DOCUMENT SEGMENT:
## Twitter Gender Classification
### Final Project: Dataset Preprocessing

#### University of California, Santa Barbara
#### PSTAT 135: Big Data Analytics

Source: https://www.kaggle.com/crowdflower/twitter-user-gender-classification

The dataset contains about 20,000 rows, each with a user name, a random tweet, account profile and image, location, and link and sidebar color. All tweets were posted on October 26, 2015.

In [1]:
from pyspark.sql import SparkSession
spark = SparkSession \
        .builder \
        .appName("comm") \
        .getOrCreate()

tweets = spark.read.csv('gender_data.csv', header = True)

In [2]:
type(tweets)

pyspark.sql.dataframe.DataFrame

In [3]:
tweets.count()

24230

In [4]:
tweets.columns

['_unit_id',
 '_golden',
 '_unit_state',
 '_trusted_judgments',
 '_last_judgment_at',
 'gender',
 'gender:confidence',
 'profile_yn',
 'profile_yn:confidence',
 'created',
 'description',
 'fav_number',
 'gender_gold',
 'link_color',
 'name',
 'profile_yn_gold',
 'profileimage',
 'retweet_count',
 'sidebar_color',
 'text',
 'tweet_coord',
 'tweet_count',
 'tweet_created',
 'tweet_id',
 'tweet_location',
 'user_timezone']

**We removed columns `_golden`, `_unit_state`, `_last_judgment_at`, `gender:confidence`, `profile_yn`, `profile_yn:confidence`, `link_color`, `profile_yn_gold`, `profileimage`, and `sidebar_color` because they were not relevant in our model/purpose.**

In [5]:
columns_to_drop = ['_unit_id','_golden','_unit_state','_trusted_judgments','_last_judgment_at',
                   'gender:confidence','profile_yn','profile_yn:confidence','gender_gold',
                   'profile_yn_gold','link_color','profileimage','sidebar_color']
tweets = tweets.drop(*columns_to_drop)
tweets.columns

['gender',
 'created',
 'description',
 'fav_number',
 'name',
 'retweet_count',
 'text',
 'tweet_coord',
 'tweet_count',
 'tweet_created',
 'tweet_id',
 'tweet_location',
 'user_timezone']

**In the `gender` column, we found that there were other labels besides `male`, `female`, and `brand`. Therefore, we are only going to keep rows where they have 1 of these 3 labels.**

In [6]:
tweets = tweets.filter((tweets.gender == 'male') | (tweets.gender == 'female') | (tweets.gender == 'brand'))

In [7]:
tweets.count()

18836

**From above, we see that after filtering gender, we have 18,836 rows. Next, we will check to see that each row has non-empty or non-null values in column `text`.**

In [8]:
# Number of non-null values in "text"
tweets.filter(tweets.text.isNotNull()).count()

17748

We see that we have 17,748 non-null values, so there is a presence of null values in this column. Thus, we will remove rows with null values, since actual text is important in our model.

In [9]:
tweets = tweets.filter(tweets.text.isNotNull())

**For columns `fav_number`, `retweet_count`, and `tweet_count`, we will check to see if there are null values.** 

- If more than 10% of the values are null, we will not include that column later on in our model.

EXERCISE INSTRUCTIONS: From the Twitter gender preprocessing notebook, reproduce word for word the passage that begins with the words containing "The dataset contains" and ends with "October 26, 2015.".

Bounding-box items
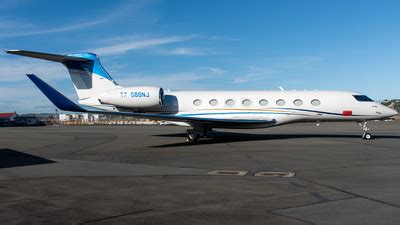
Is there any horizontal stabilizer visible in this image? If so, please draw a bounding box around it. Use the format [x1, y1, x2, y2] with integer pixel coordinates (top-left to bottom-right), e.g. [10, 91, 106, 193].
[27, 74, 87, 112]
[5, 50, 92, 63]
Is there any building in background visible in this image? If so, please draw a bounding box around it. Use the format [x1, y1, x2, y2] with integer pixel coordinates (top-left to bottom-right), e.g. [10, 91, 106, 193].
[0, 112, 18, 126]
[0, 112, 45, 127]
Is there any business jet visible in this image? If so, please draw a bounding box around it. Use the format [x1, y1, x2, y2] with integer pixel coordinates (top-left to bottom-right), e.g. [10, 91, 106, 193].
[6, 50, 397, 142]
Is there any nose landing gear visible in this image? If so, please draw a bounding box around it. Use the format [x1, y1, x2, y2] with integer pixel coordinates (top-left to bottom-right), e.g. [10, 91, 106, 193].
[358, 122, 372, 140]
[186, 126, 212, 142]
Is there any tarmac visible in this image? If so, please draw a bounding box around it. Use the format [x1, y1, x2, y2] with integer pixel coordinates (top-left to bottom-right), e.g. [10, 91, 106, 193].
[0, 122, 400, 225]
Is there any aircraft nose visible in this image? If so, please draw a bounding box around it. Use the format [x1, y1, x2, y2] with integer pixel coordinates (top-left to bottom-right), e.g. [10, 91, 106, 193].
[386, 108, 399, 117]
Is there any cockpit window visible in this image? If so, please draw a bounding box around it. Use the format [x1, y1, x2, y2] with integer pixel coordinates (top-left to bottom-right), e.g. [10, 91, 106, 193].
[353, 95, 373, 102]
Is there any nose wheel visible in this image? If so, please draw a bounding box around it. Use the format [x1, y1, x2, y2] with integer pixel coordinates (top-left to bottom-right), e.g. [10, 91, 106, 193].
[186, 125, 212, 142]
[362, 133, 372, 140]
[358, 122, 372, 140]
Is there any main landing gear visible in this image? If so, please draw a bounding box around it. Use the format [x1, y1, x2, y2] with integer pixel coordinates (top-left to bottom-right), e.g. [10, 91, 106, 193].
[358, 122, 372, 140]
[186, 126, 212, 142]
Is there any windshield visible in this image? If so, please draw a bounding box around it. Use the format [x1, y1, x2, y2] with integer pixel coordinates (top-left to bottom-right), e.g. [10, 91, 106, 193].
[353, 95, 373, 102]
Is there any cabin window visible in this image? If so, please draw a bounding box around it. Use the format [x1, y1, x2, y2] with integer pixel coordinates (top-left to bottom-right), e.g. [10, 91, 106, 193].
[293, 99, 303, 106]
[193, 99, 201, 106]
[225, 99, 235, 106]
[311, 99, 321, 106]
[242, 99, 251, 106]
[276, 99, 286, 106]
[210, 99, 218, 106]
[258, 99, 268, 106]
[353, 95, 373, 102]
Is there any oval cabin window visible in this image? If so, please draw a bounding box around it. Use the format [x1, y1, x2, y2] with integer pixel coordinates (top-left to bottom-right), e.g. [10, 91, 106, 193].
[210, 99, 218, 106]
[193, 99, 201, 106]
[258, 99, 268, 106]
[311, 99, 321, 106]
[242, 99, 251, 106]
[293, 99, 303, 106]
[276, 99, 286, 106]
[225, 99, 235, 106]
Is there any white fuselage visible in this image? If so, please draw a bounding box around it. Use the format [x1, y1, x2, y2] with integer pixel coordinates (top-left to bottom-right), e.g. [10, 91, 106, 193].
[91, 91, 397, 128]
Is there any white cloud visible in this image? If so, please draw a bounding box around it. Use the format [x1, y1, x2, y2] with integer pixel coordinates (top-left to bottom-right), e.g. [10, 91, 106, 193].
[200, 67, 226, 75]
[156, 47, 217, 56]
[90, 35, 196, 56]
[0, 1, 154, 38]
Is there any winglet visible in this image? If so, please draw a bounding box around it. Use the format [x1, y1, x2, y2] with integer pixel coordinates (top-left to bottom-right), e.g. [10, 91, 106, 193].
[27, 74, 87, 112]
[5, 50, 92, 63]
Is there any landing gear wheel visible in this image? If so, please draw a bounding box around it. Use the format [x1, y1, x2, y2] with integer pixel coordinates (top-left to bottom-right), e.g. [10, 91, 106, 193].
[363, 133, 372, 140]
[186, 133, 200, 142]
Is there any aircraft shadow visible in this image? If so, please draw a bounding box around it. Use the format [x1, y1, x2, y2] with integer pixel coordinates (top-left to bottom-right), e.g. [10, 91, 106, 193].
[151, 132, 400, 148]
[0, 148, 55, 169]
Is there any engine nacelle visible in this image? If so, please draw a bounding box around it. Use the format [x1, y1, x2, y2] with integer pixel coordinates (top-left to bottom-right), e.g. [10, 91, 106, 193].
[99, 87, 164, 109]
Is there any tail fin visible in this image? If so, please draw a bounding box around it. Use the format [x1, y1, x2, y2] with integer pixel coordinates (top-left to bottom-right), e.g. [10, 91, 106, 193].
[27, 74, 86, 112]
[6, 50, 119, 100]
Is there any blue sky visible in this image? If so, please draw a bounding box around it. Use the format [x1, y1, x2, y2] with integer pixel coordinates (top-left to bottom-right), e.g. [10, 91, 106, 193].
[0, 0, 400, 113]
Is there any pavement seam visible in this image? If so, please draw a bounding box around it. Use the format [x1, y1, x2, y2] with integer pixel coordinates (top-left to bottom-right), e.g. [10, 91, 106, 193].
[78, 209, 154, 224]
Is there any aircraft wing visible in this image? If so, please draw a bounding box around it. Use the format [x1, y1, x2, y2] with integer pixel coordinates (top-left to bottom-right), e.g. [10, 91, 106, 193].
[6, 50, 91, 63]
[27, 74, 275, 126]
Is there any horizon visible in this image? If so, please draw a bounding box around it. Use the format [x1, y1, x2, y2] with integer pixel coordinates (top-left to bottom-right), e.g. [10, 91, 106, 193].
[0, 0, 400, 114]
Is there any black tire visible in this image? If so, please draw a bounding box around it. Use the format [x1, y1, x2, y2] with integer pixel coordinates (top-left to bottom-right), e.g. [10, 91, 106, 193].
[363, 133, 372, 140]
[186, 132, 199, 142]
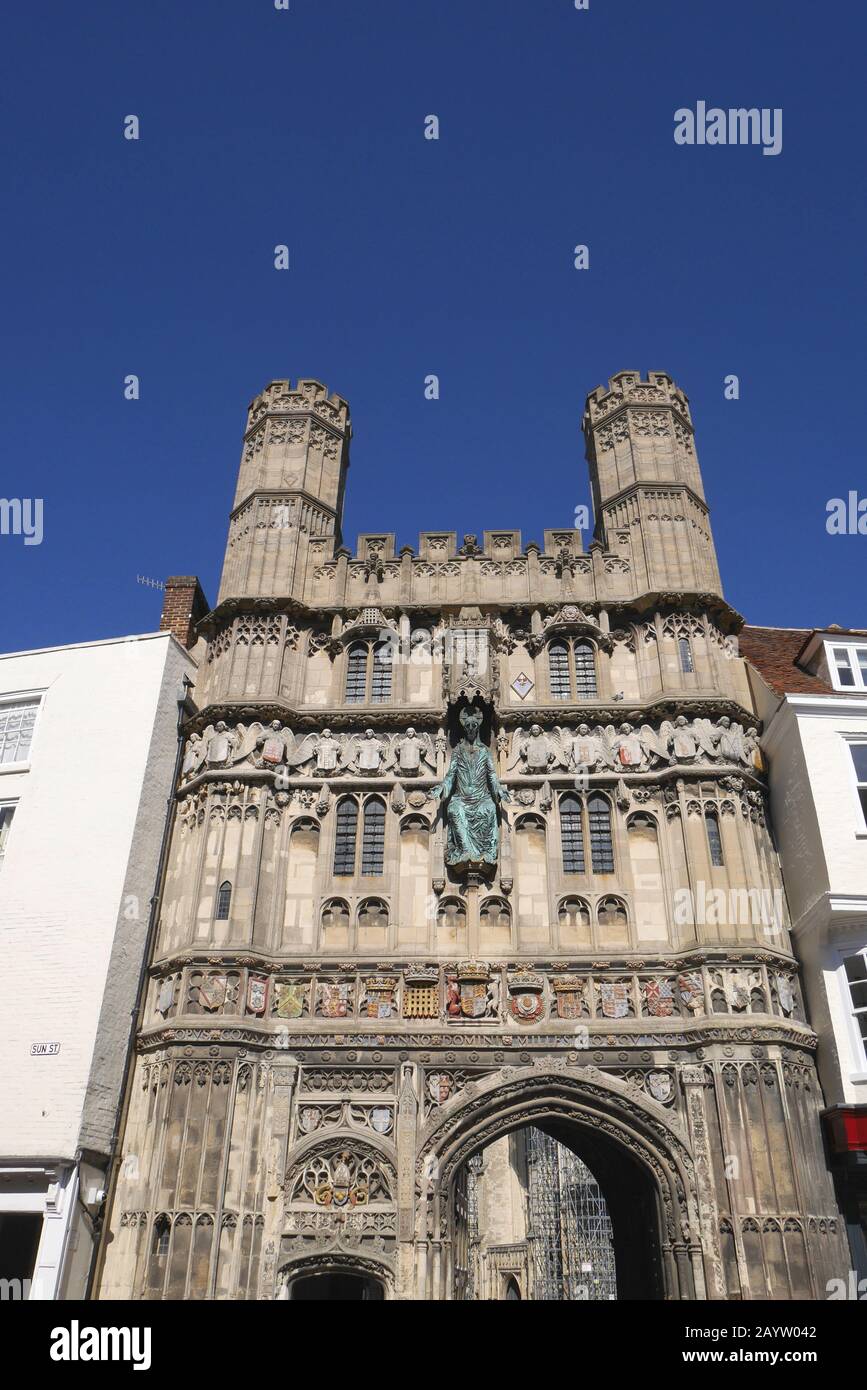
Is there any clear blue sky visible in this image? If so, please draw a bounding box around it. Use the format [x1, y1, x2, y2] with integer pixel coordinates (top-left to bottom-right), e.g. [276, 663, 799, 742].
[0, 0, 867, 651]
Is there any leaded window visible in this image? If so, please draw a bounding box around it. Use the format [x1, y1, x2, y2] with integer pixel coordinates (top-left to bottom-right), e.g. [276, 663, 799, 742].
[560, 794, 584, 873]
[704, 810, 725, 869]
[547, 638, 596, 699]
[333, 796, 358, 874]
[547, 642, 572, 699]
[588, 792, 614, 873]
[346, 642, 367, 705]
[361, 796, 385, 874]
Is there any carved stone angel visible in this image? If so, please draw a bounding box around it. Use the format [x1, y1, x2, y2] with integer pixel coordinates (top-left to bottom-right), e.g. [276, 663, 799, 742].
[671, 714, 697, 763]
[343, 728, 386, 776]
[720, 716, 745, 763]
[692, 719, 720, 762]
[638, 721, 672, 767]
[617, 724, 645, 767]
[506, 724, 556, 773]
[386, 728, 436, 777]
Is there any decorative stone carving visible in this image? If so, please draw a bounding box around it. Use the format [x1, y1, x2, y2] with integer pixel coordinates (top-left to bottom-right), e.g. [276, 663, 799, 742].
[431, 706, 511, 872]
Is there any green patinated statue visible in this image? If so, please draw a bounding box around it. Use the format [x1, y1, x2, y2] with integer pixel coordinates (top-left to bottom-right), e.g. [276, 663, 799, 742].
[432, 705, 510, 869]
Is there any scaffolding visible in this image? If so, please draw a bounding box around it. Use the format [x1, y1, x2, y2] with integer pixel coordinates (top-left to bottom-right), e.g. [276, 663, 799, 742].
[525, 1129, 617, 1302]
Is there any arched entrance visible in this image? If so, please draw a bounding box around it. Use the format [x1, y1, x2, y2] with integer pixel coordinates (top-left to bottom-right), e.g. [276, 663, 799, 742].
[418, 1066, 706, 1300]
[289, 1269, 385, 1302]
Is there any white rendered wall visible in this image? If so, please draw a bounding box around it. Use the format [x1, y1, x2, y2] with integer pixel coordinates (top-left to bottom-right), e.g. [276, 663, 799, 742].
[763, 696, 867, 1105]
[0, 632, 192, 1163]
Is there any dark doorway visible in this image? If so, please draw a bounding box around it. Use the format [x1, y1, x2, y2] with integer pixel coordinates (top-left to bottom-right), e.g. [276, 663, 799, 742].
[0, 1212, 42, 1282]
[453, 1119, 664, 1301]
[289, 1270, 385, 1302]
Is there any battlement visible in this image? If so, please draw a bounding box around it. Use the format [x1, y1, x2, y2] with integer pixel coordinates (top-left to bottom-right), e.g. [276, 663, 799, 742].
[245, 377, 349, 434]
[582, 371, 692, 434]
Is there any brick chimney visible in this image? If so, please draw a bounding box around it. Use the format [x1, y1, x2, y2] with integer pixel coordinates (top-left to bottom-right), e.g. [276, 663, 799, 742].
[160, 574, 208, 648]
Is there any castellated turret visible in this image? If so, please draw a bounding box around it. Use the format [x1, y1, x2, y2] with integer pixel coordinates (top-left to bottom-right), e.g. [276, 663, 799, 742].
[94, 371, 849, 1301]
[582, 371, 723, 595]
[220, 381, 352, 603]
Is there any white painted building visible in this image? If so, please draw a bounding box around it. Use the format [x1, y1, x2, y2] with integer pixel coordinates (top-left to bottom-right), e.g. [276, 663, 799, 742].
[741, 627, 867, 1277]
[0, 632, 195, 1298]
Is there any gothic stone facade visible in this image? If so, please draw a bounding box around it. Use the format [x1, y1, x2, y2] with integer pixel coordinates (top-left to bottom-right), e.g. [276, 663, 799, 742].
[100, 371, 848, 1300]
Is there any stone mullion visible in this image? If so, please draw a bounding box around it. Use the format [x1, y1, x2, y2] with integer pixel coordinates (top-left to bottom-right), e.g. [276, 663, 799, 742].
[768, 1061, 824, 1298]
[681, 1066, 725, 1298]
[240, 784, 265, 952]
[258, 1061, 299, 1298]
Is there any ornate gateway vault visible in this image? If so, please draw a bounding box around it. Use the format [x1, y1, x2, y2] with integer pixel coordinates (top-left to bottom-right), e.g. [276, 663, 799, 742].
[100, 373, 848, 1301]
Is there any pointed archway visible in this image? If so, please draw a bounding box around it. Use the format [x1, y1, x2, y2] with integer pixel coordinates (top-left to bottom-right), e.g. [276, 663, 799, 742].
[417, 1065, 713, 1300]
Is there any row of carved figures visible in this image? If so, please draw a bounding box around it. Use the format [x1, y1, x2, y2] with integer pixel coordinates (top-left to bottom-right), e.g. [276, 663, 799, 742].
[182, 714, 764, 777]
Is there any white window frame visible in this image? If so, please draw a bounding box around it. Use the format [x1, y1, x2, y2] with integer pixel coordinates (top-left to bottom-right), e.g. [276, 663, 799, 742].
[825, 637, 867, 694]
[0, 689, 44, 777]
[842, 734, 867, 840]
[836, 942, 867, 1081]
[0, 798, 18, 869]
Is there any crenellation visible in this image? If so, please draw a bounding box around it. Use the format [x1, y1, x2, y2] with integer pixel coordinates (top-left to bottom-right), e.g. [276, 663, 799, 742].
[97, 373, 842, 1300]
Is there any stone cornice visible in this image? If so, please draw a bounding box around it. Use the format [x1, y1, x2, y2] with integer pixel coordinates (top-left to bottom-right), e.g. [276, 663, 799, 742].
[136, 1015, 817, 1050]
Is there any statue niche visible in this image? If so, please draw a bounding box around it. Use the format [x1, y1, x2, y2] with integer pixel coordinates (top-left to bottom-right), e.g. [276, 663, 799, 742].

WRITTEN SOLUTION:
The dataset contains about 20,000 rows, each with a user name, a random tweet, account profile and image, location, and link and sidebar color. All tweets were posted on October 26, 2015.